- [GIVEN TASK]: Reproduce every one of the rows below word for word, and leave the pictures out of your copy.

- [DATA PROVIDED]:
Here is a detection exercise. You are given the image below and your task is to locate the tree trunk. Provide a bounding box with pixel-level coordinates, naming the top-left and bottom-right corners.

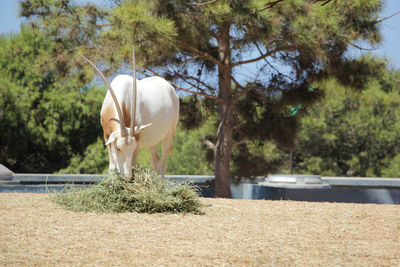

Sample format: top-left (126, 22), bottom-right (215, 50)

top-left (214, 25), bottom-right (232, 198)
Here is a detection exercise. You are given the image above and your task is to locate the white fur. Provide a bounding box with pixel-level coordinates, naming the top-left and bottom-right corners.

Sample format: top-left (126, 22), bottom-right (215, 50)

top-left (101, 75), bottom-right (179, 177)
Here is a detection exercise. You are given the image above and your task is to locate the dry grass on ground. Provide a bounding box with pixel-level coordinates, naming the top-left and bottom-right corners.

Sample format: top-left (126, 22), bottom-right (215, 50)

top-left (0, 194), bottom-right (400, 266)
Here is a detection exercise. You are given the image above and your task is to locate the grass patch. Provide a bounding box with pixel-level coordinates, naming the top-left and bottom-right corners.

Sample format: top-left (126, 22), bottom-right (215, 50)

top-left (52, 168), bottom-right (203, 214)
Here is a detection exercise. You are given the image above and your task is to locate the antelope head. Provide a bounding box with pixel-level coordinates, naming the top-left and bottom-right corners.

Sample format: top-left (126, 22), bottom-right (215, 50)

top-left (81, 49), bottom-right (151, 176)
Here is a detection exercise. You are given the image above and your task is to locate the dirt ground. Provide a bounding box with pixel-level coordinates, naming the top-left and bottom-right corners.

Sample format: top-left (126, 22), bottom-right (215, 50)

top-left (0, 194), bottom-right (400, 266)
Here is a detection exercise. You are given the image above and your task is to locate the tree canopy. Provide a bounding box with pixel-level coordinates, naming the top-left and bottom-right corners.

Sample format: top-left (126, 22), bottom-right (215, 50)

top-left (294, 70), bottom-right (400, 177)
top-left (0, 27), bottom-right (105, 173)
top-left (21, 0), bottom-right (388, 197)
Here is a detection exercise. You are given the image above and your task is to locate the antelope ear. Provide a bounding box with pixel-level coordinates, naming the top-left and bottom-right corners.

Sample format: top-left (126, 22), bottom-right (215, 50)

top-left (135, 123), bottom-right (152, 133)
top-left (106, 131), bottom-right (119, 146)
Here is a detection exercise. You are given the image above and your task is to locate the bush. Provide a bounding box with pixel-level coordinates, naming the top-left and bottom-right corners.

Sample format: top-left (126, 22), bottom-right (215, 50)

top-left (52, 168), bottom-right (202, 214)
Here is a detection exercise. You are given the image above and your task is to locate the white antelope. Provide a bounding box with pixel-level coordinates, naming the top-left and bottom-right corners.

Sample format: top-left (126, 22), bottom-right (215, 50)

top-left (82, 49), bottom-right (179, 177)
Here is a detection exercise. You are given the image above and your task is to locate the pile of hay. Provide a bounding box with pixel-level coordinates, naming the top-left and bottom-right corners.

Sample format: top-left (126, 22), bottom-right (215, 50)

top-left (52, 168), bottom-right (202, 214)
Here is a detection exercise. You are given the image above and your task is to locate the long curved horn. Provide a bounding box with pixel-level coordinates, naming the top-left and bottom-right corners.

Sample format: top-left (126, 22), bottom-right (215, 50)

top-left (80, 55), bottom-right (125, 136)
top-left (131, 46), bottom-right (137, 136)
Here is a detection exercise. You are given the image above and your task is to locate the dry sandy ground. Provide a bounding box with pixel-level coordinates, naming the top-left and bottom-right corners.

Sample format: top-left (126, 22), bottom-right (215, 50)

top-left (0, 194), bottom-right (400, 266)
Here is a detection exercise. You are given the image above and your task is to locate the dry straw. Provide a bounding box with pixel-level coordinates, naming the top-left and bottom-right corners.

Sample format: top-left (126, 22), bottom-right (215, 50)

top-left (52, 168), bottom-right (202, 214)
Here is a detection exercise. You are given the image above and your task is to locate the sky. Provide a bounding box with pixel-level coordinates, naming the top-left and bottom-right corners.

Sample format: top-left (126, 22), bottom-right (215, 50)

top-left (0, 0), bottom-right (400, 69)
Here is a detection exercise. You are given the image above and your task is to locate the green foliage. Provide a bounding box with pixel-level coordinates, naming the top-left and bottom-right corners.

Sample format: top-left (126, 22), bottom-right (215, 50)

top-left (294, 71), bottom-right (400, 177)
top-left (21, 0), bottom-right (384, 184)
top-left (0, 27), bottom-right (104, 173)
top-left (52, 168), bottom-right (203, 214)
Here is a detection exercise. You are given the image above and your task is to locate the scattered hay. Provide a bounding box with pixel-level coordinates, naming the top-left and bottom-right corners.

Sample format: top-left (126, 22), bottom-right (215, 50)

top-left (52, 168), bottom-right (202, 214)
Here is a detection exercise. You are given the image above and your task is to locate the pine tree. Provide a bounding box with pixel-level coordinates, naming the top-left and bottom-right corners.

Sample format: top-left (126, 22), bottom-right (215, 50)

top-left (22, 0), bottom-right (382, 197)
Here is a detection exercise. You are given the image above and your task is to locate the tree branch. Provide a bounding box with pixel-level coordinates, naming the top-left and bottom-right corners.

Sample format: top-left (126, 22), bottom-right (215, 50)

top-left (232, 45), bottom-right (296, 67)
top-left (174, 71), bottom-right (214, 91)
top-left (187, 0), bottom-right (219, 7)
top-left (375, 10), bottom-right (400, 23)
top-left (202, 140), bottom-right (217, 153)
top-left (141, 67), bottom-right (219, 101)
top-left (178, 42), bottom-right (222, 66)
top-left (260, 0), bottom-right (336, 11)
top-left (232, 140), bottom-right (246, 146)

- [EXERCISE RESULT]:
Here is a detection exercise. You are given the image below and your task is to locate the tree trunk. Provide a bounding box with pixel-level coordinates, naming the top-left and bottom-right corners.


Sample format: top-left (126, 22), bottom-right (215, 50)

top-left (214, 25), bottom-right (232, 198)
Here is a detection exercise. You are given the image above and your task is to locate the white fur. Provide a bounding box with pixel-level coordinates, naming the top-left and bottom-right corners.

Sample format: top-left (126, 22), bottom-right (215, 50)

top-left (101, 75), bottom-right (179, 177)
Here is a detection exercise. You are given the image above and your task is to locate the dry grass on ground. Provide a bounding box with pixel-level coordinates, naming the top-left and bottom-right corners.

Sample format: top-left (126, 22), bottom-right (215, 50)

top-left (0, 194), bottom-right (400, 266)
Here is a detection exercise. You are given the image above and your task is to locate the grass patch. Provide a bounding box with pixel-level coordinates, naming the top-left and bottom-right corners.

Sample format: top-left (126, 22), bottom-right (215, 50)

top-left (52, 168), bottom-right (203, 214)
Here is a detection exercise. You are given the image above and your task is to locate the antelope head. Provide a bounding box with pixel-level coordinates, naming the top-left and bottom-right corners.

Sample format: top-left (126, 22), bottom-right (215, 50)

top-left (81, 49), bottom-right (151, 176)
Here is a detection exercise. You are given the image above and your task is to locate the dirt ground. Provide a bounding box with pixel-level coordinates, naming the top-left and bottom-right corners.

Sample format: top-left (126, 22), bottom-right (215, 50)

top-left (0, 194), bottom-right (400, 266)
Here is a detection exercise. You are given the image above and your task is to locate the tree canopy. Provide a bounding box with pixel-level coordinates, naming the top-left and bottom-right corners.

Sample format: top-left (126, 22), bottom-right (215, 50)

top-left (294, 70), bottom-right (400, 177)
top-left (0, 27), bottom-right (105, 173)
top-left (21, 0), bottom-right (388, 197)
Here is a detection exercise. You are given the image above and your task is to locate the antelope ear. Provide a bounding box with pixel-level coordinates, naming the top-left and bottom-right corners.

Sample format: top-left (126, 22), bottom-right (215, 50)

top-left (135, 123), bottom-right (152, 133)
top-left (106, 131), bottom-right (119, 146)
Here is a detection exercise. You are given the image above and your task is to locate the bush. Provide a bounding box with pixel-level coordinates, naming the top-left and bottom-right corners.

Sample format: top-left (126, 22), bottom-right (215, 50)

top-left (52, 168), bottom-right (202, 214)
Here is a detection exercise. You are given the image above and your task is to locate the white antelope. Provide a bounding box with pixel-level coordinates, naming the top-left and bottom-right corners.

Sample format: top-left (126, 22), bottom-right (215, 50)

top-left (82, 49), bottom-right (179, 177)
Here is a detection exercise. You are given the image above and your task is to locate the pile of hay. Provide a bounding box with pixel-level coordinates, naming the top-left and bottom-right corners.

Sample format: top-left (126, 22), bottom-right (215, 50)

top-left (52, 168), bottom-right (202, 214)
Here is a detection exercise. You are given the image above and your task is to locate the long curved horn. Provide a bounding box with pixel-level coordinates, naming the top-left and bottom-right corners.

Sample format: top-left (126, 22), bottom-right (215, 50)

top-left (80, 55), bottom-right (125, 136)
top-left (131, 46), bottom-right (137, 136)
Here is a detection exercise. You are given the image above and your task is to locate the dry sandy ground. Provide a bounding box with pixel-level coordinates, naming the top-left and bottom-right corners.

Sample format: top-left (126, 22), bottom-right (215, 50)

top-left (0, 194), bottom-right (400, 266)
Here is a detection exercise. You are given the image above and your task is to locate the dry straw. Provide a bounding box with pixel-level coordinates, naming the top-left and bottom-right corners.

Sample format: top-left (126, 22), bottom-right (215, 50)

top-left (52, 168), bottom-right (202, 214)
Here is a detection exercise. You are given the image above and your task is to locate the sky. Provide a bounding box with pixel-level coordinates, naming the top-left and bottom-right corners.

Sample format: top-left (126, 22), bottom-right (215, 50)

top-left (0, 0), bottom-right (400, 69)
Here is a detection exercise. You are given the image above and your task is to locate the green foliage. Provide a bounding box with pixel-level coordinates, naming the top-left and bottom-right corners.

Sample format: top-left (126, 22), bottom-right (215, 50)

top-left (294, 71), bottom-right (400, 177)
top-left (21, 0), bottom-right (384, 184)
top-left (0, 27), bottom-right (104, 173)
top-left (52, 168), bottom-right (203, 214)
Here is a detection exercise. You are given the image above and your task is to locate the scattered hay. Provide a bounding box with pixel-level coordinates, naming the top-left and bottom-right corners.

Sample format: top-left (126, 22), bottom-right (215, 50)

top-left (52, 168), bottom-right (202, 214)
Here is a detection exercise. You are given the image above and your task is to locate the pine tree. Provide a bounding box with pixel-level coordinates, naming the top-left and bottom-right corners.

Sample format: top-left (126, 22), bottom-right (215, 50)

top-left (22, 0), bottom-right (382, 197)
Here is a detection exercise. You are given the image above and your task is to locate the tree branch. Provide a bounding box with pixel-level coordinates, naming the top-left and bottom-right corners.

Sample format: top-left (126, 22), bottom-right (215, 50)

top-left (232, 45), bottom-right (296, 67)
top-left (174, 71), bottom-right (214, 91)
top-left (187, 0), bottom-right (219, 7)
top-left (375, 10), bottom-right (400, 23)
top-left (202, 140), bottom-right (217, 153)
top-left (141, 67), bottom-right (219, 101)
top-left (178, 42), bottom-right (222, 66)
top-left (260, 0), bottom-right (336, 11)
top-left (232, 140), bottom-right (246, 146)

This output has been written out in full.